=== Section Start ===

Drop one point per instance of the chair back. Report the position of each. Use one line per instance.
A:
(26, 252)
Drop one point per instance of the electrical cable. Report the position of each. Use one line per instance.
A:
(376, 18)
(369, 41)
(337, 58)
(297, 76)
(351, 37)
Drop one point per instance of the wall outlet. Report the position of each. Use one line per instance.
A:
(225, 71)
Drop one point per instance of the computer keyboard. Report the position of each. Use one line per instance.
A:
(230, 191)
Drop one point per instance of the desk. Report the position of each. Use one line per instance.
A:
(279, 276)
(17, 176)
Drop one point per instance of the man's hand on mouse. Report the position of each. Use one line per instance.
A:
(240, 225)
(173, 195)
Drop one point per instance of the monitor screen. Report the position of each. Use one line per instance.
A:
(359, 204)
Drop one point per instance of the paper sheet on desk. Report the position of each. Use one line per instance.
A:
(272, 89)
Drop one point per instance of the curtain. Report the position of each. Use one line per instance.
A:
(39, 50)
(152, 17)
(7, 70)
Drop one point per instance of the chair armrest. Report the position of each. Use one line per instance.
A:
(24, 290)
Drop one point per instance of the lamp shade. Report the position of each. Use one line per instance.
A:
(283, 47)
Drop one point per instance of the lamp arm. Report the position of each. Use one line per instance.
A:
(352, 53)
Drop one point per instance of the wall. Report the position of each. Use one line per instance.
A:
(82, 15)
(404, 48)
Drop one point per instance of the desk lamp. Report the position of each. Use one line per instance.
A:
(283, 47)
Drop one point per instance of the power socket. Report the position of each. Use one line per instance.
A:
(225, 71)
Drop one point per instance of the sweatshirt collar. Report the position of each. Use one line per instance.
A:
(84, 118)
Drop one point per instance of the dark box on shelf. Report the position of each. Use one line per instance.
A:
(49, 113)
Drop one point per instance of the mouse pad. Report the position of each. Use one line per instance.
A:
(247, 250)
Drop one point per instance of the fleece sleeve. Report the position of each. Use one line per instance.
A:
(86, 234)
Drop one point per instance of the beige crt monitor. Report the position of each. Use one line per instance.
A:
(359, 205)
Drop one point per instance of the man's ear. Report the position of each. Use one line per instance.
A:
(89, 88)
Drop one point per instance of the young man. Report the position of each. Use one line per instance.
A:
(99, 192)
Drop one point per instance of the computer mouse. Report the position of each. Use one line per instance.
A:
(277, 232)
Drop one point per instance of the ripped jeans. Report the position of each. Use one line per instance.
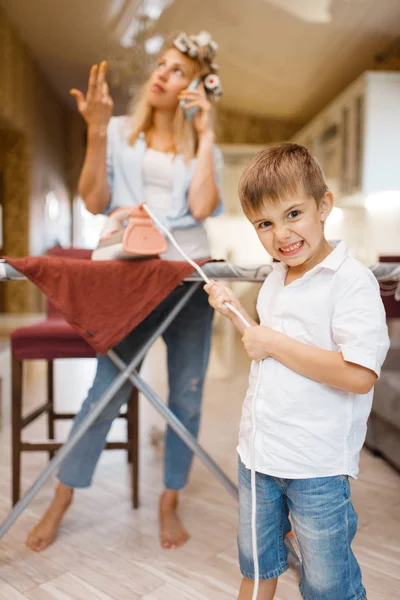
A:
(188, 344)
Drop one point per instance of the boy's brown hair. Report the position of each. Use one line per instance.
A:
(278, 171)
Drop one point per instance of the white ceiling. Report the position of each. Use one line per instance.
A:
(279, 58)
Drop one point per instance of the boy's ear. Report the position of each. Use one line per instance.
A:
(326, 205)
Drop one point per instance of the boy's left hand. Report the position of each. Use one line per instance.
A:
(258, 341)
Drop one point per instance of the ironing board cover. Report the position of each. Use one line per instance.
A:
(105, 300)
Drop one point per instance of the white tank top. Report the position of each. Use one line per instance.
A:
(157, 174)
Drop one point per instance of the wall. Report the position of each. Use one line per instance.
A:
(33, 126)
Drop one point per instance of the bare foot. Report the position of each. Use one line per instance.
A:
(172, 532)
(44, 533)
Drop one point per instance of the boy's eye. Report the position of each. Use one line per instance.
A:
(264, 224)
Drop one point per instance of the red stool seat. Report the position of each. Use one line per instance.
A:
(50, 339)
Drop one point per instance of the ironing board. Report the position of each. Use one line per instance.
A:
(215, 270)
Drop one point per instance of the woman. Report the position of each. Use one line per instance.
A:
(154, 155)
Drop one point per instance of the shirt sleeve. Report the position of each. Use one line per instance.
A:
(219, 168)
(359, 323)
(111, 133)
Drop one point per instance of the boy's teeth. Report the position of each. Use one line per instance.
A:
(292, 247)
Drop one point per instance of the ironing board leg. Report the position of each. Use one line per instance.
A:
(176, 425)
(92, 416)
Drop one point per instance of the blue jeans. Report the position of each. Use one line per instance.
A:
(188, 340)
(325, 524)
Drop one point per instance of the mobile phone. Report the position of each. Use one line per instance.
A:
(189, 113)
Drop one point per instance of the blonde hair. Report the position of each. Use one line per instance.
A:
(278, 171)
(141, 113)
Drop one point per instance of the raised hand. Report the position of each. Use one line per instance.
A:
(97, 107)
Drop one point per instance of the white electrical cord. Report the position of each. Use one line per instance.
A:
(253, 401)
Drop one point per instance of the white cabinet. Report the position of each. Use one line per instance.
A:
(357, 137)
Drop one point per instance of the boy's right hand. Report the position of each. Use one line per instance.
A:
(218, 294)
(97, 107)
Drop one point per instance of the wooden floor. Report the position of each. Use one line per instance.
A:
(105, 550)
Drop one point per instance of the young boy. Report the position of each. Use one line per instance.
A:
(322, 340)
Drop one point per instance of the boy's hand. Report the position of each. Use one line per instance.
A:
(218, 295)
(258, 341)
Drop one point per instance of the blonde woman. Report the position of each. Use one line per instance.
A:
(154, 155)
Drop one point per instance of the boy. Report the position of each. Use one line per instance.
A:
(322, 340)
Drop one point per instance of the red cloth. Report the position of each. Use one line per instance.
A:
(103, 300)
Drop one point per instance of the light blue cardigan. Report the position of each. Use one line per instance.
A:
(124, 174)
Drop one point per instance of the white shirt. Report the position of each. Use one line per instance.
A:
(158, 181)
(303, 428)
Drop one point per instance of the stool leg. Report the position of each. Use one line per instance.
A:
(133, 440)
(16, 418)
(50, 400)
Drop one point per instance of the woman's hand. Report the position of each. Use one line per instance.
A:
(97, 107)
(202, 118)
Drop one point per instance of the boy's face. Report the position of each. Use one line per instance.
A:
(292, 230)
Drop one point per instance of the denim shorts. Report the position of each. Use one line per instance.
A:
(325, 524)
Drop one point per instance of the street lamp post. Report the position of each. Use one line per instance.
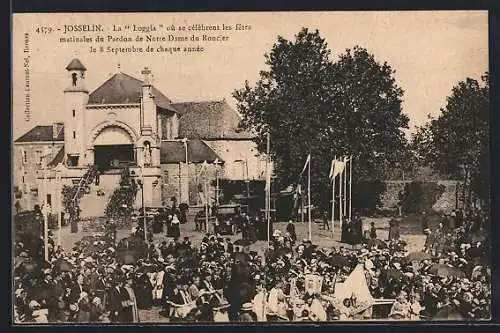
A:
(184, 141)
(216, 163)
(58, 209)
(143, 206)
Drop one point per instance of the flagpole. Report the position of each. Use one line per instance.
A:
(268, 190)
(333, 205)
(309, 196)
(350, 187)
(345, 188)
(206, 198)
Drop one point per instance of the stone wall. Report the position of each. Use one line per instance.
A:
(444, 203)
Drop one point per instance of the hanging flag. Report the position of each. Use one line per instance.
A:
(306, 164)
(332, 174)
(268, 178)
(203, 166)
(338, 168)
(299, 189)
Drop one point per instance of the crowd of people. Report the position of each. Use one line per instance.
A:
(218, 281)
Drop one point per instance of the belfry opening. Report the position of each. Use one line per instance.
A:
(113, 149)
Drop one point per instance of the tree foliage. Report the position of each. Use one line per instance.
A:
(311, 104)
(69, 203)
(457, 142)
(121, 201)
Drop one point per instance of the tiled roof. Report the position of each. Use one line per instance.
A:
(122, 88)
(41, 133)
(209, 120)
(58, 158)
(75, 64)
(198, 151)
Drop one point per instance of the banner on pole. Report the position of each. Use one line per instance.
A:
(313, 283)
(306, 164)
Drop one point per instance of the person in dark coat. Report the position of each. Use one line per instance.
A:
(115, 298)
(394, 229)
(424, 222)
(373, 231)
(247, 314)
(346, 232)
(175, 226)
(183, 208)
(144, 292)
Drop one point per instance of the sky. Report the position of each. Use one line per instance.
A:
(431, 51)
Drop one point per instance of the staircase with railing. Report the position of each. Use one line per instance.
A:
(87, 179)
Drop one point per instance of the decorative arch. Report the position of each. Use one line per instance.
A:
(94, 133)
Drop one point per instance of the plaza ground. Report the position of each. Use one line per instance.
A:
(410, 231)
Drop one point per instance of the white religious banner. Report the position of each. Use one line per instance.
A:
(313, 283)
(354, 287)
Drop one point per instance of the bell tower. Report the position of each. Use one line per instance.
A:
(76, 96)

=== Section End ===

**TASK DESCRIPTION**
Everything in the data above should be set down again exactly, except the pictures.

**WRITTEN RESPONSE**
Drop one point per instance of the chair back. Report the position of each. Use one line per instance.
A:
(26, 252)
Drop one point per instance of the electrical cable. Report the position of each. Use one line per instance.
A:
(376, 18)
(369, 41)
(337, 58)
(297, 76)
(351, 37)
Drop one point per instance of the wall outlet. Report the position of each. Use one line per instance.
A:
(225, 71)
Drop one point per instance of the computer keyboard. Report the position of each. Use one line per instance.
A:
(230, 191)
Drop one point per instance of the desk. Report the position of each. Use one line per instance.
A:
(279, 276)
(17, 176)
Drop one point per instance of the man's hand on mouse. Report the position of each. Use one line per instance.
A:
(240, 225)
(173, 195)
Drop one point per instance of the monitor screen. Report the position of each. Use one line per instance.
A:
(359, 204)
Drop one point per instance of the paper sheet on desk. Report the position of each. Use one line per instance.
A:
(272, 89)
Drop one point per instance of the curtain. Report the position of each. Use one line per instance.
A:
(39, 50)
(152, 17)
(7, 70)
Drop one point per instance of the chair armrest. Report the position of each. Use one line per instance.
A:
(24, 290)
Drop one point per instance of the lamp shade. Report the position of each. Use one line per instance.
A:
(283, 47)
Drop one point per instance of the lamp arm. Report the position of each. Use one line per instance.
A:
(352, 53)
Drop one point per instance of the wall. Report the position of each. Use one line per instance.
A:
(82, 15)
(404, 48)
Drop one point per instance of the desk lamp. Report the position of each. Use one line per instance.
A:
(283, 47)
Drop one point per instance of the power socket. Report the position of each. Use one line per instance.
A:
(225, 71)
Drop one point per instance of the sweatshirt collar. Report the position of each. Use one line per instance.
A:
(84, 118)
Drop one point per instance of the dark box on shelf. Report the position of each. Use one line per instance.
A:
(49, 113)
Drop one point per instance of the mouse pad. Report the position of each. Use one line per instance.
A:
(247, 250)
Drop one point per instance of the fleece sleeve. Report the position of each. Use one line per instance.
A:
(86, 234)
Drop one point per instance of the beige crt monitor. Report the position of each. Use one line per instance.
A:
(359, 205)
Drop one point per instance of the man's ear. Report the position of each. Use one line per instance.
A:
(89, 88)
Drop one point per instance of the young man. Report the position of each. Use one line per instance.
A:
(99, 192)
Drop one point per instance of the computer mouse. Report the position of each. Use one line per instance.
A:
(277, 232)
Drop one point per instance of the ripped jeans. Report the position of each. Use one line per instance.
A:
(188, 344)
Drop one point per instance of the boy's brown hair. Report the position of each. Use one line per instance.
A:
(278, 171)
Drop one point per instance of the white ceiling. Report the position of each. Use one line per instance.
A:
(279, 58)
Drop one point per instance of the boy's ear. Report the position of each. Use one line per instance.
A:
(326, 205)
Drop one point per instance of the boy's left hand. Report the position of each. Use one line per instance.
A:
(258, 341)
Drop one point per instance of the ironing board cover. Report the position of each. Use one line per instance.
A:
(105, 300)
Drop one point per instance of the white tank top. Report the position of each. Use one line per instance.
A:
(157, 174)
Drop one point per instance of the wall. Report the position of each. Use one line per instance.
A:
(33, 126)
Drop one point per instance of the bare foot. Report the position of each. Use one line per instance.
A:
(172, 532)
(44, 533)
Drop one point per instance of the boy's eye. Report the position of each. Use one line per instance.
A:
(264, 224)
Drop one point per instance of the red stool seat. Report the position of each. Use one line per instance.
A:
(50, 339)
Drop one point per instance of the ironing board. Report the position of each. Use one line per instance.
A:
(215, 270)
Drop one point per instance of the woman. Report the position of each. Use one line per instance.
A:
(154, 155)
Drop one point per instance of the shirt sleeve. Report the position of each. Use one line per instance.
A:
(219, 168)
(359, 323)
(111, 133)
Drop one point per instance of the boy's teeth. Report the position of each. Use one line per instance.
A:
(292, 247)
Drop one point per instance of the ironing board leg. Report the position of each. Use one line per instance.
A:
(176, 425)
(92, 416)
Drop one point per instance of the blue jeans. Report the position of each. Use one line per instance.
A:
(188, 340)
(325, 524)
Drop one point per instance of the mobile phone. Report the position of each. Use one line per instance.
A:
(189, 113)
Drop one point per instance of the blonde hair. Report the position of each. Use one line per instance.
A:
(278, 171)
(141, 113)
Drop one point per instance of the raised hand. Report the position of each. Use one line per instance.
A:
(97, 107)
Drop one point per instance of the white electrical cord. Report the position of each. Use one line per instance.
A:
(253, 401)
Drop one point per instance of the white cabinet. Report the position of each. Use one line per instance.
A:
(357, 137)
Drop one point per instance of the boy's right hand. Report the position of each. Use one line per instance.
A:
(218, 294)
(97, 107)
Drop one point per instance of the wooden floor. Report the position of each. Use one line per instance.
A:
(105, 550)
Drop one point per instance of the young boy. Report the position of each. Use one line per instance.
A:
(322, 340)
Drop one point per instance of the boy's hand. Report the position of each. Use one line per instance.
A:
(218, 295)
(258, 341)
Drop one point per instance of the blonde woman. Report the position of each. Use one line per instance.
A:
(154, 155)
Drop one point per instance of the boy. Report the position of each. Use one line per instance.
A:
(322, 340)
Drop one point per instance of the red cloth. Report the position of each. Use one line per instance.
A:
(103, 300)
Drop one point per instance of the light blue cardigan. Report the position of each. Use one line per instance.
A:
(124, 174)
Drop one point per instance of the white shirt. Report the position of each. Use one line per instance.
A:
(158, 181)
(303, 428)
Drop one point per instance of the stool leg. Report the position of each. Use one line per instance.
A:
(133, 440)
(16, 418)
(50, 400)
Drop one point per instance of the woman's hand. Report the position of each. Use one line per instance.
A:
(97, 107)
(202, 118)
Drop one point per instance of the boy's face. Report the position of each. Use one line per instance.
A:
(292, 230)
Drop one point per instance of the denim shorts. Report the position of each. Use one line per instance.
A:
(325, 524)
Drop one point per instance of the street lamp post. Report the position of each. Use one line per instance.
A:
(184, 141)
(216, 163)
(58, 209)
(143, 206)
Drop one point per instance of the flagpole. Report the position of each. Use one line per instance.
A:
(268, 190)
(333, 205)
(309, 196)
(350, 187)
(345, 188)
(206, 198)
Drop one point per instance of the stone wall. Report the position of each. Use one line per instance.
A:
(444, 203)
Drop one point per instance of the hanging flag. Report the position of each. Use one line per instance.
A:
(306, 164)
(332, 174)
(268, 178)
(203, 166)
(338, 168)
(299, 189)
Drop one point per instance of the crowd of people. Report the position of each. Use one line per instance.
A:
(218, 281)
Drop one point per instance of the belfry opening. Report the position of each. Use one line per instance.
A:
(113, 149)
Drop one point per instance of the tree foliage. Report the position of each. Use one line per instance.
A:
(311, 104)
(69, 203)
(457, 142)
(121, 201)
Drop one point per instance of the tiled roof. Report the position of each. Use one line per instance.
A:
(122, 88)
(41, 133)
(209, 120)
(58, 158)
(75, 64)
(198, 151)
Drop one point per instance of the banner on pole. Report the position of each. Use one line per instance.
A:
(313, 283)
(306, 164)
Drop one point per instance of the person in dark coat. Report the position of each. Use one line per instance.
A:
(115, 298)
(394, 229)
(424, 222)
(373, 231)
(247, 314)
(346, 232)
(175, 226)
(183, 208)
(144, 292)
Drop one point per instance of the sky. Report the position of each. Use one line per instance.
A:
(431, 51)
Drop one point per instance of the staircase with railing. Report the position of each. Use one line per instance.
A:
(87, 179)
Drop one point per instance of the decorative arch. Report the position of each. Use one line per instance.
A:
(94, 133)
Drop one point per instance of the plaza ground. Report the position of each. Use one line per instance.
A:
(410, 231)
Drop one point per instance of the white religious banner. Report the position of each. Use one line per instance.
A:
(313, 283)
(354, 287)
Drop one point per instance of the bell tower. Report the position of each. Use one line per instance.
A:
(76, 96)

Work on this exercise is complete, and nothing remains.